*** THE DATA ***

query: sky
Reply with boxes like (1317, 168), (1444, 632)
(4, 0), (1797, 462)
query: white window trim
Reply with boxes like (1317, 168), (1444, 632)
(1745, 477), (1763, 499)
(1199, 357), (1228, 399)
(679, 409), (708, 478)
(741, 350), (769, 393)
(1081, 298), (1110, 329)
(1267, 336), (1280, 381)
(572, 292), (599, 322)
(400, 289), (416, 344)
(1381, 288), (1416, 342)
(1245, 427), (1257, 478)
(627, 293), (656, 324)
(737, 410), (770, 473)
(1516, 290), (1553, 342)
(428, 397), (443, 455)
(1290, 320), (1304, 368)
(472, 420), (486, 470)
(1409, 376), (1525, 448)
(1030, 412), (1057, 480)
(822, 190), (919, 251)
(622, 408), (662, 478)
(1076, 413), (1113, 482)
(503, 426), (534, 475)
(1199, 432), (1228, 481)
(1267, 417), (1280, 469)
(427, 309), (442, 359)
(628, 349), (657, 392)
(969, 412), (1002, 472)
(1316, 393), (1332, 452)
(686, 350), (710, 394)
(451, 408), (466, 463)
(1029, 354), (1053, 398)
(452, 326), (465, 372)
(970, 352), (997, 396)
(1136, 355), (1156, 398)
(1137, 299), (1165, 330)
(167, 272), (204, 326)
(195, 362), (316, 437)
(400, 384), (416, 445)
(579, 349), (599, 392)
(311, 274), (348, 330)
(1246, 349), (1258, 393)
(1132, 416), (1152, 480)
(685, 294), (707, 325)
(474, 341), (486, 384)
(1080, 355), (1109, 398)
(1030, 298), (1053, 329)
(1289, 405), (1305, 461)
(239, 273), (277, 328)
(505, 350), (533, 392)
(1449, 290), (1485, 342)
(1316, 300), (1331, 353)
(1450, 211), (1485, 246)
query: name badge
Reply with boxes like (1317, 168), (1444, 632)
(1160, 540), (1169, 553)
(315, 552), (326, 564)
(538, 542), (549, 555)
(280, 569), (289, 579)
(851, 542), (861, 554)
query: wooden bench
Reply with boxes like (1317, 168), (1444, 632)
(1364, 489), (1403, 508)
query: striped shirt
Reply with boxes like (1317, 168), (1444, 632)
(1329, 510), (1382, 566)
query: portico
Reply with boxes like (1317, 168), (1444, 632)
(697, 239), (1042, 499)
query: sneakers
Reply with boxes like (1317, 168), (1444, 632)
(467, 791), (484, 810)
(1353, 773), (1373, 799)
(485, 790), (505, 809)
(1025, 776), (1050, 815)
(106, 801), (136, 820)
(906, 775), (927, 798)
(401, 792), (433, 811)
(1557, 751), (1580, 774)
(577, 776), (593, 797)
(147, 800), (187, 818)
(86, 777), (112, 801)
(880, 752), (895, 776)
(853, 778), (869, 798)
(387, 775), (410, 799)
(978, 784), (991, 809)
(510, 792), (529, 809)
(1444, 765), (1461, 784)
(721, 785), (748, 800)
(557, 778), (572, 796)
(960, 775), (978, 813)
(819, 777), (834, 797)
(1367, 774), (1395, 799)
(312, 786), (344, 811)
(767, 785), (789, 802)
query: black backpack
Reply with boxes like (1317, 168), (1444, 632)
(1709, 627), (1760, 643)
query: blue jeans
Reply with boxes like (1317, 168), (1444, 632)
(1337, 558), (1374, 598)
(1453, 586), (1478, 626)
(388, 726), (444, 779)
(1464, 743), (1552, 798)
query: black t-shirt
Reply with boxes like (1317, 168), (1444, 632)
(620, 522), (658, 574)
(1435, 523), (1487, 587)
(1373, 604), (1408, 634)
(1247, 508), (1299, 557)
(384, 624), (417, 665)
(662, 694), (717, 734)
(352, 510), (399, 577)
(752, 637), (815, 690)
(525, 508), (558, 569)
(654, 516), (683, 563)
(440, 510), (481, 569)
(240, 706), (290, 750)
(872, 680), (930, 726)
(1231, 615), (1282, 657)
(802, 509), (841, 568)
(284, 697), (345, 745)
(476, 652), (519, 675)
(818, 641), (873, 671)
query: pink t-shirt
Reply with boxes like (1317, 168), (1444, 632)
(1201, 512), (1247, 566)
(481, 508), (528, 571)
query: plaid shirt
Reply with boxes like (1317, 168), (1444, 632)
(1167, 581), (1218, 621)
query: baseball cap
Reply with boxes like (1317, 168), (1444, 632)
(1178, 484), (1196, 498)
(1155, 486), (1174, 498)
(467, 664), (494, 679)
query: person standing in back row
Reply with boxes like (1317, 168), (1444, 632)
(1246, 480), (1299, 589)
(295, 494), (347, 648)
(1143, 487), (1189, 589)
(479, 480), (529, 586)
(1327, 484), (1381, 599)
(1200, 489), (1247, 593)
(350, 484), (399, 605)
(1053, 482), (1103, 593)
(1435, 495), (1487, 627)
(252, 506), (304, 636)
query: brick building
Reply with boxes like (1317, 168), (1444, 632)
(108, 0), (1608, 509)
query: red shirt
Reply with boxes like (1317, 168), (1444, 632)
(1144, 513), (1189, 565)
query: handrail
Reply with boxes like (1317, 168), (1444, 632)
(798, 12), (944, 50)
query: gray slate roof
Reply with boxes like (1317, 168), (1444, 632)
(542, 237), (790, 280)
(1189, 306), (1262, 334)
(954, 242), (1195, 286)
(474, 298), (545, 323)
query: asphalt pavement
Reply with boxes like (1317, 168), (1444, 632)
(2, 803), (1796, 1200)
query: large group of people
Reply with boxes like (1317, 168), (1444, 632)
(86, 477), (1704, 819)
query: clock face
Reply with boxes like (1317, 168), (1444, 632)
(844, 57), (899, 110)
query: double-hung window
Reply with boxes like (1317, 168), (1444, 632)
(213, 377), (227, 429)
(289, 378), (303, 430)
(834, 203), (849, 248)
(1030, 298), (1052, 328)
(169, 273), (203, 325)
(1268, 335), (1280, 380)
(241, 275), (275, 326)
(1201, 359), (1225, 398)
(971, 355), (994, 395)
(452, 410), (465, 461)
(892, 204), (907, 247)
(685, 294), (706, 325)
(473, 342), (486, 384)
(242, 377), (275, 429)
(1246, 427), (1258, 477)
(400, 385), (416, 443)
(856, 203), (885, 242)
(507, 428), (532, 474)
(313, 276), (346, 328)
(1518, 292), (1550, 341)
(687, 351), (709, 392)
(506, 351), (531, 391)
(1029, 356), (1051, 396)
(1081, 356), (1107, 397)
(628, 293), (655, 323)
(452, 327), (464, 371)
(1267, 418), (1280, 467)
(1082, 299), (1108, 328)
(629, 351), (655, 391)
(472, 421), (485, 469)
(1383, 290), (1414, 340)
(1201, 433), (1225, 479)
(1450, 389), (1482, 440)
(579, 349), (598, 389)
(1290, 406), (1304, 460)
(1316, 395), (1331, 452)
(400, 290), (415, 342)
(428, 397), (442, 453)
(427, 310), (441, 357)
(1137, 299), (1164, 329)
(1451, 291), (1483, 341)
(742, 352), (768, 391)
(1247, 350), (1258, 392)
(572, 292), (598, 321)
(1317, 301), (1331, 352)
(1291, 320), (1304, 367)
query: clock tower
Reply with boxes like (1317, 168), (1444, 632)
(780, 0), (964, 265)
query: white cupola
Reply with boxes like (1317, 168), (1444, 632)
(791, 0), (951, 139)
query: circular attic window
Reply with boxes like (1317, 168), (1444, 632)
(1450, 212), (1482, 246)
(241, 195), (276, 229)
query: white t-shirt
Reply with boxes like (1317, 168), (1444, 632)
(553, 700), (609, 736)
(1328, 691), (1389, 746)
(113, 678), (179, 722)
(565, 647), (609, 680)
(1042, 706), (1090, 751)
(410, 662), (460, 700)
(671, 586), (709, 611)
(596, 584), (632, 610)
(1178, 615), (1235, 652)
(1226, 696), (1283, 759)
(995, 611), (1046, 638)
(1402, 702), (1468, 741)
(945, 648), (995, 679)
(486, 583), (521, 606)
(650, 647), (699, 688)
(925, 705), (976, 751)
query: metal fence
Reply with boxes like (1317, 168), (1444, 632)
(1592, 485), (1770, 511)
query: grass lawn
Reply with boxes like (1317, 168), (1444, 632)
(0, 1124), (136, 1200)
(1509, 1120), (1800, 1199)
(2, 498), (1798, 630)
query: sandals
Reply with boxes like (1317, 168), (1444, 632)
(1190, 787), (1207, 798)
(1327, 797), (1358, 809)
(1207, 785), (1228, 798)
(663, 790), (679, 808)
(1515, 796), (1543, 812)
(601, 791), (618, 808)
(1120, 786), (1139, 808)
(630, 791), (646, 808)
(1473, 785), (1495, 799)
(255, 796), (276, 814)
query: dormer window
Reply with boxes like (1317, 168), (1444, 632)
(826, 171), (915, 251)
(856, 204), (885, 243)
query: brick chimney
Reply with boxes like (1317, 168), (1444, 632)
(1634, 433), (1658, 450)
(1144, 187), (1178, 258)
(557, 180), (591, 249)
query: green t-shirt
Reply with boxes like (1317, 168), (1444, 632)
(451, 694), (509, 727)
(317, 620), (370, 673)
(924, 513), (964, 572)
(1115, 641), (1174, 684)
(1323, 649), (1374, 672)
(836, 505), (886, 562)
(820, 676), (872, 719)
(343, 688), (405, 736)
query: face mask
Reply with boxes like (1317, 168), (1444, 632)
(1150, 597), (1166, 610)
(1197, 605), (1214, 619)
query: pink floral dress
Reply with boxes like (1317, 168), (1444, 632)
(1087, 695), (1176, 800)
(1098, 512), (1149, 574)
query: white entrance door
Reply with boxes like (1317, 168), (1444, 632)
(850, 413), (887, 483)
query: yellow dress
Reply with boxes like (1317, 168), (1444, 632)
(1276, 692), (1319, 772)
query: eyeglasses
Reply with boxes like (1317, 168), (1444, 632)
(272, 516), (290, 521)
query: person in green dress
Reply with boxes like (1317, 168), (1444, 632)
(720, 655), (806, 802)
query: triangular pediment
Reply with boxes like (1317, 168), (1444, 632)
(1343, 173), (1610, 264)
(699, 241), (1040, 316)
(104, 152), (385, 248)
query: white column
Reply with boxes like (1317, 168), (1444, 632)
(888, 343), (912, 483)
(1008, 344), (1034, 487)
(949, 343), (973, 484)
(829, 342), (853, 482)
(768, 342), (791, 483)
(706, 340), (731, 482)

*** End of THE DATA ***

_EXERCISE AIM:_
Go through the entries above and tally each line that has the word "brick"; reply with the tally and nothing else.

_RESPONSE AREA:_
2